Top of EXTRACTED INFORMATION

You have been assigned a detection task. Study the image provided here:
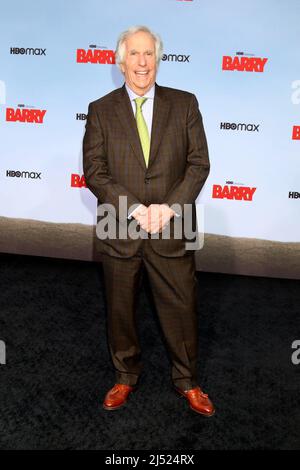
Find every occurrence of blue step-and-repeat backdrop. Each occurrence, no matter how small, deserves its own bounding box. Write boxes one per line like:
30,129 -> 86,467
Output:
1,0 -> 299,278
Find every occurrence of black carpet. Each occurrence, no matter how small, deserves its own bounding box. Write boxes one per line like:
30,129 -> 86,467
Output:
0,253 -> 299,450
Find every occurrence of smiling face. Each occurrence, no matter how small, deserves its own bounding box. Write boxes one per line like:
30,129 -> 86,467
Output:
120,31 -> 157,96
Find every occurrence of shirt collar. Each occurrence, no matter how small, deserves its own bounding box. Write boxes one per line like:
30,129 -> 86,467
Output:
125,83 -> 155,102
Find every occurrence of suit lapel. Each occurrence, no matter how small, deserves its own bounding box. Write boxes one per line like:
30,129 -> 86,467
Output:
114,84 -> 147,171
148,83 -> 170,169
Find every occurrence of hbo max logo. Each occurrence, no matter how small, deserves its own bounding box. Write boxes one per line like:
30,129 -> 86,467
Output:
10,47 -> 46,56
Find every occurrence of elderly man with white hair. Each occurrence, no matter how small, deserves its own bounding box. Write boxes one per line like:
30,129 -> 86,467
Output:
83,25 -> 214,416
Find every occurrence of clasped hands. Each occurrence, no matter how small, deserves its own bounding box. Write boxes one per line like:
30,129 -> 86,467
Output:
132,204 -> 175,234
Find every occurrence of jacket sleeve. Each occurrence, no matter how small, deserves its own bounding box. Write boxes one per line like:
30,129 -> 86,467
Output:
83,102 -> 142,222
164,94 -> 210,212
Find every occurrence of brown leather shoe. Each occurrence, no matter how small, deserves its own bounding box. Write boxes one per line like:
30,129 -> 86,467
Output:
175,386 -> 215,416
103,383 -> 135,410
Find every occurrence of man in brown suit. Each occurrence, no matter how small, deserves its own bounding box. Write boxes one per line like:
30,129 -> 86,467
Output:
83,26 -> 214,416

Bottom of EXTRACTED INFORMATION

YOUR GOAL:
Find the line with "Find every occurrence of clasped" in the listing above, then write out that line and each remaining line exactly, with no other text.

COMPLETED EXERCISE:
Find every occurrence of clasped hands. Each occurrence, no matter how small, deserves its own bounding box. Write boxes one per line like:
30,129 -> 86,467
Output:
132,204 -> 175,234
Find every occurrence of jacket sleeve. Each occurrence, no matter how small, deserves its own bounding box. Write boxes one per line like:
30,129 -> 86,467
Output:
83,102 -> 142,222
164,94 -> 210,212
Find every occurrence of brown leather shoe. Each occurrence, no matter how small, deserves its own bounding box. Write boxes one per line like:
30,129 -> 86,467
Output:
175,386 -> 215,416
103,383 -> 135,410
Find every occurrence of man in brown suit. Each occurrence, no matter how small, deserves its own bounding box. Write boxes one per line like:
30,129 -> 86,467
Output:
83,26 -> 214,416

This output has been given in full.